9La plage de Nice est issue de cette phase de sédimentation littorale. Entre plaine côtière et plateau entaillé par des canyons sous-marins, la plage s’est développée il y a -3 000 ans, alors que l’élévation du niveau marin ralentissait. Depuis 1 500 à 2 000 ans, le niveau marin a peu évolué, entraînant une diminution de l’apport sédimentaire. Des sédiments grossiers, des galets apportés à la mer par le Paillon3 (fleuve côtier), et surtout le Var, constituaient et équilibraient autrefois naturellement cette plage grâce à la dérive littorale. Bordant une marge côtière étroite d’un plateau continental raide et extrêmement restreint, les cordons de galets avaient une stabilité acquise par cet équilibre du bilan sédimentaire.
10Cet équilibre est remis en question, de manière plus ou moins directe, depuis plus d’un siècle par les aménagements humains. Ceux-ci perturbent la dynamique sédimentaire et encouragent l’érosion différentielle ; de telle sorte que les cordons de galets subissent désormais une érosion lente et inégale.
11En effet, il y a plus d’un siècle, le Var coulait dans une vallée large de 1 km environ (Figure 3, ci-après). Mais, en 1908, la construction de la digue sur la rive gauche entraîne un exhaussement du Var de 0,70 m, dans la partie basse de la vallée. L’endiguement progressif au cours du 20e siècle en diminuant la surface de dépôts a entraîné une augmentation du débit et une capacité de charriage plus grande, et un exhaussement plus sensible en aval. Après 1940, les extractions de galets et de sable nécessaires à l’édification de la ville actuelle (ciment) ont été plus importantes que les apports naturels du Var, d’où cette fois, un enfoncement du lit du fleuve, phénomène observé dès 1960. Des seuils, construits alors pour maintenir le niveau du Var et la nappe phréatique, ont modifié le profil en long et la dynamique fluviale. L’urbanisation, en s’installant dans la plaine, a aménagé et rétréci le lit du Var qui, aujourd’hui, occupe 200 à 300 m de large soit à peine un tiers de sa largeur naturelle. Puis, des aménagements ont été réalisés afin de contenir les crues et protéger ces nouveaux quartiers (partie occidentale de la ville) et ont continué à façonner le lit du fleuve qui, parfois, reprend son lit naturel comme lors des inondations de novembre 1994.
Figure 3. Embouchure du Var sur la carte Villaret, 1760
Figure 4. Schéma de l’évolution du lit du Var (1850-2000).

**Extraits de données**
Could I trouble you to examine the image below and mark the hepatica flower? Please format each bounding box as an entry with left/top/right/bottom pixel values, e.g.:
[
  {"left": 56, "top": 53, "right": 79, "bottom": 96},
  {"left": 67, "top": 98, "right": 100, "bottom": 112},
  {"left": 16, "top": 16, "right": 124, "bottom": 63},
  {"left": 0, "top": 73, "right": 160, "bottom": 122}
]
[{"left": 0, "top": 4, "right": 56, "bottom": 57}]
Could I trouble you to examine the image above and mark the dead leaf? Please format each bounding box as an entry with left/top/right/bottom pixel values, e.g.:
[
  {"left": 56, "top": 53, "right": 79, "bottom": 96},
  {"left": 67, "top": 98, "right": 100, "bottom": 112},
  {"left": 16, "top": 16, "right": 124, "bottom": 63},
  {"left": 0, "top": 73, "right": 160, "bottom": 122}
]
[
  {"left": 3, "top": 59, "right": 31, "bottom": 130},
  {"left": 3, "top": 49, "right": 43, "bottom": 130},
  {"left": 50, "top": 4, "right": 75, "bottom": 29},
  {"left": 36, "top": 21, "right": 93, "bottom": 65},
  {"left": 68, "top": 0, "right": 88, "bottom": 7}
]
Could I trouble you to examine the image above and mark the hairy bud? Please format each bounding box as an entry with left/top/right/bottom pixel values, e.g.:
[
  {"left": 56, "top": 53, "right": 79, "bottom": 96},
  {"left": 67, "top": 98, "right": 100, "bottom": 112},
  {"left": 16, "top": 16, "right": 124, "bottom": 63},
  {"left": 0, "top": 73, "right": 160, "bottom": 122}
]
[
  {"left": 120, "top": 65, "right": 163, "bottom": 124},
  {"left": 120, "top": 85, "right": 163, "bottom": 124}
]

**Consigne**
Relevez toutes les années précises mentionnées dans le paragraphe du texte sur la plage de Nice qui commence par « En effet, il y a plus d’un siècle ». Les entrées ne sont pas utiles pour cet exercice.

**Corrigé**
1908, 1940, 1960, 1994